◆ **Task requirements**
Reproduce word for word the lines between those holding "column 462, row 91" and "column 359, row 126", inclusive, and nothing else from the data below.

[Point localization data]
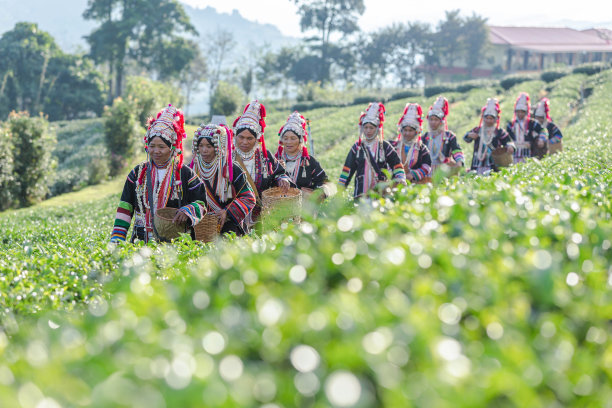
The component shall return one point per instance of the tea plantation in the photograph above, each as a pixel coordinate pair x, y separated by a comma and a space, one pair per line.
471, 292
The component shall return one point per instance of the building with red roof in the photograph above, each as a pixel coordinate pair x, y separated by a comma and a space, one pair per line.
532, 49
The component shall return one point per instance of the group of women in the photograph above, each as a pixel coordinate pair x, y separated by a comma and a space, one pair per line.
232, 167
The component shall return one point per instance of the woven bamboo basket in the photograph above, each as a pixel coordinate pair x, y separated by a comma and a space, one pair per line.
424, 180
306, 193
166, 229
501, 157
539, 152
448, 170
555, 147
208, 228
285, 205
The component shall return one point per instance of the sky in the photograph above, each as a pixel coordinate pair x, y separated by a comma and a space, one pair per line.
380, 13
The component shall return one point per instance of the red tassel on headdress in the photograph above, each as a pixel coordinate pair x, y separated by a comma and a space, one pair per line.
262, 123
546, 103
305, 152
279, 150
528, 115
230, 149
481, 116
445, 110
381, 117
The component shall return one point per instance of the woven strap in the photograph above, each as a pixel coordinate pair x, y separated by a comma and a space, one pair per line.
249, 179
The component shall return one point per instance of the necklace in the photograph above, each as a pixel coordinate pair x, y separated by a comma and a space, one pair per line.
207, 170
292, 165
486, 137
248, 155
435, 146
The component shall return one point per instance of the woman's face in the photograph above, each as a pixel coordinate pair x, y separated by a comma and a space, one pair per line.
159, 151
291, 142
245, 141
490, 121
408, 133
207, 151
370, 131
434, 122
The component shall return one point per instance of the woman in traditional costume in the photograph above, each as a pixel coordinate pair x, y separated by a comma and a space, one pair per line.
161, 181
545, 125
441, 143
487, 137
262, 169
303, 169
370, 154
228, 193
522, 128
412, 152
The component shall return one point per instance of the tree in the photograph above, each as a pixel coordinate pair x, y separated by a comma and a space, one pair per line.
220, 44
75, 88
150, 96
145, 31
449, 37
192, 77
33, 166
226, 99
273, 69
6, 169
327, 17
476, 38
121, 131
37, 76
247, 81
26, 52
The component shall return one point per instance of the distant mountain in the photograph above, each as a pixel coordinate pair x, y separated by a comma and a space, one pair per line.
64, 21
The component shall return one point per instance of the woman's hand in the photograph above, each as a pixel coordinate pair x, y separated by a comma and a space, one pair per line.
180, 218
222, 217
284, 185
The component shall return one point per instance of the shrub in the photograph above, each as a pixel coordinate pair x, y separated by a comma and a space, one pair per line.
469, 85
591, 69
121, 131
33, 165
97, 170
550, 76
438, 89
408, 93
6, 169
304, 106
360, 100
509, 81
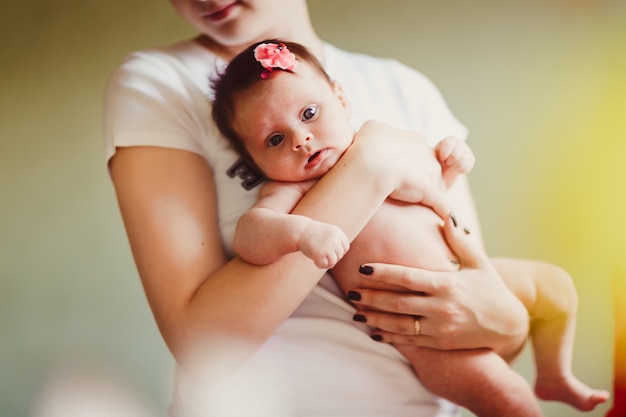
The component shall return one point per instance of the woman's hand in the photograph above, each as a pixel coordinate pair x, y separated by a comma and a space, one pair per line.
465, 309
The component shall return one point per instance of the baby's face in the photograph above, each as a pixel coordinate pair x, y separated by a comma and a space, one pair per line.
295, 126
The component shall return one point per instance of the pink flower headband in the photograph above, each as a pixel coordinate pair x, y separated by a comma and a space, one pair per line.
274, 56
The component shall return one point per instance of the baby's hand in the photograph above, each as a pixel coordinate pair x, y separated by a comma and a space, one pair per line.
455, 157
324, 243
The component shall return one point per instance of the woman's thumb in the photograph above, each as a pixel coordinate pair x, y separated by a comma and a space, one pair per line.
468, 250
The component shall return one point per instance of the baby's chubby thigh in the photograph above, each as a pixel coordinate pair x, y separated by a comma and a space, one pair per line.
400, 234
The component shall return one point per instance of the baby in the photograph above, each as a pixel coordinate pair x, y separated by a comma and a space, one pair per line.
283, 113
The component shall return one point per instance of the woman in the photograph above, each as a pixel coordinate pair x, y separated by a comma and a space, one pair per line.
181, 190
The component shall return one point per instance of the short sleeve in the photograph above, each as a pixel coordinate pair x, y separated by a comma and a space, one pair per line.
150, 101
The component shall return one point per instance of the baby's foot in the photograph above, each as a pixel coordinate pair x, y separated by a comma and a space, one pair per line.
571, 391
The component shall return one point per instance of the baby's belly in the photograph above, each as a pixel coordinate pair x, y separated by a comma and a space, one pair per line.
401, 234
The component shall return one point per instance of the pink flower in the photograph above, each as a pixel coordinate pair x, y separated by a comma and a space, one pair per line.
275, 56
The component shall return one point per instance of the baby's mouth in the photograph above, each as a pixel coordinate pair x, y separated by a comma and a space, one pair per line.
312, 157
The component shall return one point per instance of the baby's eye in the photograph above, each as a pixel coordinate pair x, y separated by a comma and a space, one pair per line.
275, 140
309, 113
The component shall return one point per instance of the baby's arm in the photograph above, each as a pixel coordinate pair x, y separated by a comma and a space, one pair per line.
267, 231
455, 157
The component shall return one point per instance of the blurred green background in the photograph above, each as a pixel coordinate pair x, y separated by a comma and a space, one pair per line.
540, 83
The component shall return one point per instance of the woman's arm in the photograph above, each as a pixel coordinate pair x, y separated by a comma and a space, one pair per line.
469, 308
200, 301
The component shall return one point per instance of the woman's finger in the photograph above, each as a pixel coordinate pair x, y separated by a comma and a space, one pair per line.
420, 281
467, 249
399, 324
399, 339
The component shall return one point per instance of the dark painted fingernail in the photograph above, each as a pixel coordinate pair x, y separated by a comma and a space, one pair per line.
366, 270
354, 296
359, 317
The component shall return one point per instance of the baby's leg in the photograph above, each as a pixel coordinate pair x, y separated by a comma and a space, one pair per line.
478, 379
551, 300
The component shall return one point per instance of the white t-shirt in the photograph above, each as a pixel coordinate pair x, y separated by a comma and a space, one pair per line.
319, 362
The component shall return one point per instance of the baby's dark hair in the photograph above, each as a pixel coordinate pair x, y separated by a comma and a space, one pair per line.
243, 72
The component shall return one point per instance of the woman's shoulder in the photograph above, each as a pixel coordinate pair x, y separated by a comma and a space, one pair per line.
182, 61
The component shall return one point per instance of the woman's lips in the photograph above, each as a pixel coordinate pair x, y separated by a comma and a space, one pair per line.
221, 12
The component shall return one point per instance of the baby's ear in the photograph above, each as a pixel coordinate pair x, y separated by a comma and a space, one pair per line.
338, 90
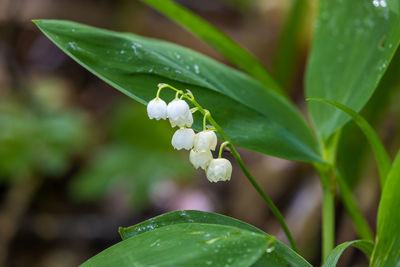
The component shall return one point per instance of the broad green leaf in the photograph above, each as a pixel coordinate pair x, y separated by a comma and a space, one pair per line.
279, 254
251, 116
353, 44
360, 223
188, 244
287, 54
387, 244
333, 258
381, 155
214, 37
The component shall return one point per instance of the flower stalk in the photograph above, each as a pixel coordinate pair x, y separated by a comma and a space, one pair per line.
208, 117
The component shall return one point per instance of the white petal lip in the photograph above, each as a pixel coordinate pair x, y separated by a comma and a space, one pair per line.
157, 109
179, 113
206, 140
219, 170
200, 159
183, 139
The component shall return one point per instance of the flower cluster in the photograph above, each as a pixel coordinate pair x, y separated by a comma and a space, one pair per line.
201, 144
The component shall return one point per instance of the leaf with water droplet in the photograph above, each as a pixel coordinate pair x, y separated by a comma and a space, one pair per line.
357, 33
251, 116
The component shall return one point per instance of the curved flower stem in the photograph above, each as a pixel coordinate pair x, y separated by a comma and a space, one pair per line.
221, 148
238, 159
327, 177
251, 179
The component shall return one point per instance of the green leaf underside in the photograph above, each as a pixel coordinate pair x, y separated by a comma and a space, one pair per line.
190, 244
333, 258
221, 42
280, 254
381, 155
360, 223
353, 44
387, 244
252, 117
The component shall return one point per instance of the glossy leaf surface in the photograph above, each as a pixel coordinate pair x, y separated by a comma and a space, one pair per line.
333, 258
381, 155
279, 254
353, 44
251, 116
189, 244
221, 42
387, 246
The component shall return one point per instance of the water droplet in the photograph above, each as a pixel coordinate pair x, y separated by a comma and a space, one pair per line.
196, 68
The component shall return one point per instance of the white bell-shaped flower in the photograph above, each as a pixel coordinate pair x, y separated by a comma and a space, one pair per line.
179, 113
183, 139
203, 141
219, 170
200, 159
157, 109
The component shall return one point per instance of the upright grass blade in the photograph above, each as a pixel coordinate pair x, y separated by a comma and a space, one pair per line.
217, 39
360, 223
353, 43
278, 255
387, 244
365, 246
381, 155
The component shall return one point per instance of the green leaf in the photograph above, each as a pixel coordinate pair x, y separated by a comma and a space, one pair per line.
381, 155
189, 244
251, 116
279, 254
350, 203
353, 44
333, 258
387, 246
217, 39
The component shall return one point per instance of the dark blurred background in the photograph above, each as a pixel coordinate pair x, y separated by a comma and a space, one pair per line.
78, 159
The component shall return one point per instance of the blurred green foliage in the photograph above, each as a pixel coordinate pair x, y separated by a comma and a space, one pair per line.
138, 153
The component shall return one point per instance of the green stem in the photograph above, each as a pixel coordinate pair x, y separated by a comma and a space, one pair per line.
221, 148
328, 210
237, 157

---

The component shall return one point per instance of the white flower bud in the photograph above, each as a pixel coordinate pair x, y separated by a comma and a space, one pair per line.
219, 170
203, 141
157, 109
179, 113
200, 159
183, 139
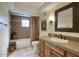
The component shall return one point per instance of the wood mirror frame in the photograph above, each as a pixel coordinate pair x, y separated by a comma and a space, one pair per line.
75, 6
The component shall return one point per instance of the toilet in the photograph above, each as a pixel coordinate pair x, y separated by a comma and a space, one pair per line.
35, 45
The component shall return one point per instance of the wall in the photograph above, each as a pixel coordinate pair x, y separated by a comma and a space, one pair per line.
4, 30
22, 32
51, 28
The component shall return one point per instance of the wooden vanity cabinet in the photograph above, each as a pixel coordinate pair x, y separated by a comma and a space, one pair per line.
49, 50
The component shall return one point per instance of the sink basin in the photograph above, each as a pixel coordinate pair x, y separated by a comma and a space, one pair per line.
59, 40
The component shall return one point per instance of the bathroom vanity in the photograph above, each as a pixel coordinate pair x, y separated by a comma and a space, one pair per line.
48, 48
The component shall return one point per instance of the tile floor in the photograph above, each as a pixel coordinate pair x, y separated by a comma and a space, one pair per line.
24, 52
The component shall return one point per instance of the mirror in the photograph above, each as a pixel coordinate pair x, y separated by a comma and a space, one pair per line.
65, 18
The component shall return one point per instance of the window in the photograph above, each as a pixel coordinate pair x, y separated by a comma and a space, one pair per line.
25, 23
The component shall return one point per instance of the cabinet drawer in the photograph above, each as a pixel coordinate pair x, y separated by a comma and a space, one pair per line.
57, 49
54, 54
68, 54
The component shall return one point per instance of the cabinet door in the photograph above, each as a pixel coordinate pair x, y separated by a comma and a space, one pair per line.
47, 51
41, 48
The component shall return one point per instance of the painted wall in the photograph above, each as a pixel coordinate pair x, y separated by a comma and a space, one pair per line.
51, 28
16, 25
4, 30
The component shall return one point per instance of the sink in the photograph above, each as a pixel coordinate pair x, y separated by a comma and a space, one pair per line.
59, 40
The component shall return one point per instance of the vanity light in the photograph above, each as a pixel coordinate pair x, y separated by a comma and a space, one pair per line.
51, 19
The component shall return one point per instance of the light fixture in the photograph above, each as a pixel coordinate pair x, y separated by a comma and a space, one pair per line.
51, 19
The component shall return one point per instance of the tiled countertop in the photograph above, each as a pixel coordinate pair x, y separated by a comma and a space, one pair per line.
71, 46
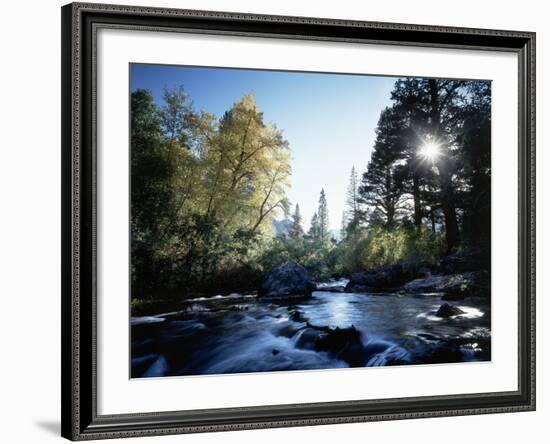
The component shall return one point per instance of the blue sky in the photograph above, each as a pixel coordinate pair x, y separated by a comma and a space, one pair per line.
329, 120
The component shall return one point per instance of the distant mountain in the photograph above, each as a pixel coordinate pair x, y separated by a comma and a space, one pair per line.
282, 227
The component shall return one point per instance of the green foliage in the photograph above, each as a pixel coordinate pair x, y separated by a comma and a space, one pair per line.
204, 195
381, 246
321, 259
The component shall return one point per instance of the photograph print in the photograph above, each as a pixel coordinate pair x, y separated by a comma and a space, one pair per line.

...

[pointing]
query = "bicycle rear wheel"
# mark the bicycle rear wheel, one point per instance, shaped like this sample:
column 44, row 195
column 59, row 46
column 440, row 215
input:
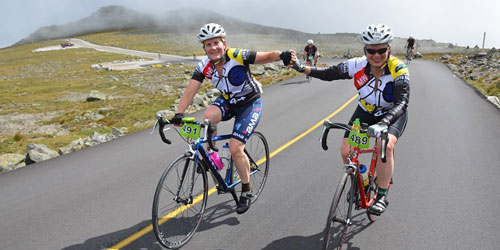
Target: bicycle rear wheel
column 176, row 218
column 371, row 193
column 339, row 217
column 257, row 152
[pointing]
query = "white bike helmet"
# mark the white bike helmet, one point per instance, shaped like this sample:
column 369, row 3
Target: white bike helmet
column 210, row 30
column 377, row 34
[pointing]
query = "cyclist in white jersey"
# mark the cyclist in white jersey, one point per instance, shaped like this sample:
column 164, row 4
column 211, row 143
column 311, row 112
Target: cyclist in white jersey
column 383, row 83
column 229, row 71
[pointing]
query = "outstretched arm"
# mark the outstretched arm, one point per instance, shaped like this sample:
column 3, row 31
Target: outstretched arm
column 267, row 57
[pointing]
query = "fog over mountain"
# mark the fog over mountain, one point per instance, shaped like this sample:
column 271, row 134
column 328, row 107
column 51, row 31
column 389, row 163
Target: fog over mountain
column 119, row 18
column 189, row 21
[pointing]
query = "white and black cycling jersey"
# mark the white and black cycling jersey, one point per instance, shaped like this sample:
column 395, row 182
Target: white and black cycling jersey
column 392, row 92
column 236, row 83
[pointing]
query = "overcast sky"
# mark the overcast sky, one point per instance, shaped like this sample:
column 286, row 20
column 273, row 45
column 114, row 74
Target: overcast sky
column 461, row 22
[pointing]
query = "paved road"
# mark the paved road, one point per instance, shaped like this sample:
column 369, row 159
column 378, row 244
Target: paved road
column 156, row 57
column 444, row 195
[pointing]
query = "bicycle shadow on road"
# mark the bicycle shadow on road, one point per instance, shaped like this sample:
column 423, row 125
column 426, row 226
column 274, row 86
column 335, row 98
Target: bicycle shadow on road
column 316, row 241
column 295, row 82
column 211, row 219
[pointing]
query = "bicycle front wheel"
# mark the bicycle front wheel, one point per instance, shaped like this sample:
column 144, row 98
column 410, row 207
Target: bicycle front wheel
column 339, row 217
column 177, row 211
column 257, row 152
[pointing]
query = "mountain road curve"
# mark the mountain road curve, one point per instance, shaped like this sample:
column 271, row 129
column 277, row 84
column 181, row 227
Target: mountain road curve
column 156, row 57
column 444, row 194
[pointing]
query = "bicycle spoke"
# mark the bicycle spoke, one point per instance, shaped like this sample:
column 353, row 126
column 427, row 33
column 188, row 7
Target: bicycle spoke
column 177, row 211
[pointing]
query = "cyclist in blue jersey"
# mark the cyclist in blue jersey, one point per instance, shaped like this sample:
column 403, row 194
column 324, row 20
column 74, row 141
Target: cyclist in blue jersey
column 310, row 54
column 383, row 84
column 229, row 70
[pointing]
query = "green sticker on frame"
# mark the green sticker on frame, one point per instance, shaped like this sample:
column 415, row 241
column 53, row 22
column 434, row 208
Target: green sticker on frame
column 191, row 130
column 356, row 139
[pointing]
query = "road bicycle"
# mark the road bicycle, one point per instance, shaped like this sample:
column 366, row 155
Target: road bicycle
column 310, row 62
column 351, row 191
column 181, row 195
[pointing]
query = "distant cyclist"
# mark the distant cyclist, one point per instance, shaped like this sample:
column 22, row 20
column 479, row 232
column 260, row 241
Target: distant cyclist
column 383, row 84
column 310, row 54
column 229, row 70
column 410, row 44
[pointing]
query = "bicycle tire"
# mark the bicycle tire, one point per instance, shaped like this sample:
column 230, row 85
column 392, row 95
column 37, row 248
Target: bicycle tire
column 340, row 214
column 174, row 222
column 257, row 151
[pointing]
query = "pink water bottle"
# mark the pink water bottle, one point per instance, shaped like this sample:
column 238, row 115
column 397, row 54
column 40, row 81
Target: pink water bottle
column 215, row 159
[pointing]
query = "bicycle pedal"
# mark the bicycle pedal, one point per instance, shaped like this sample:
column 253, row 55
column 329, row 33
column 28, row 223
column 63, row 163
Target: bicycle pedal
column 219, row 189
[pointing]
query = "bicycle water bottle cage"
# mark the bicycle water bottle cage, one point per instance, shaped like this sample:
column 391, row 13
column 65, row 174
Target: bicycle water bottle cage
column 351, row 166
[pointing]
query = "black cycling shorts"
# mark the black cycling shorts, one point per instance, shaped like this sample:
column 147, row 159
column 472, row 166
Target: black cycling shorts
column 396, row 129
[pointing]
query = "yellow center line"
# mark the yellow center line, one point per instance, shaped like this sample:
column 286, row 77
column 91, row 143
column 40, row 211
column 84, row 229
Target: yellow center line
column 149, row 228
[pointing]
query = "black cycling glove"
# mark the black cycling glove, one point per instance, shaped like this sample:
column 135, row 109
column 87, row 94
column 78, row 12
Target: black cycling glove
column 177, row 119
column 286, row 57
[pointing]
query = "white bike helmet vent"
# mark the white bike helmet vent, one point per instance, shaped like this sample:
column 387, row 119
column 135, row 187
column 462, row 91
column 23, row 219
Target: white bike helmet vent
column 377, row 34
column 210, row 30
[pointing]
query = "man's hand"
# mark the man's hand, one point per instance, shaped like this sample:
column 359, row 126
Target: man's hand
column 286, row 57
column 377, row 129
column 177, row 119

◆ **Response**
column 462, row 91
column 23, row 219
Target: white bike helmet vent
column 377, row 34
column 210, row 30
[pointing]
query = "man's hand"
# mark the man's hand, one point per instance, shaped like this sample:
column 359, row 126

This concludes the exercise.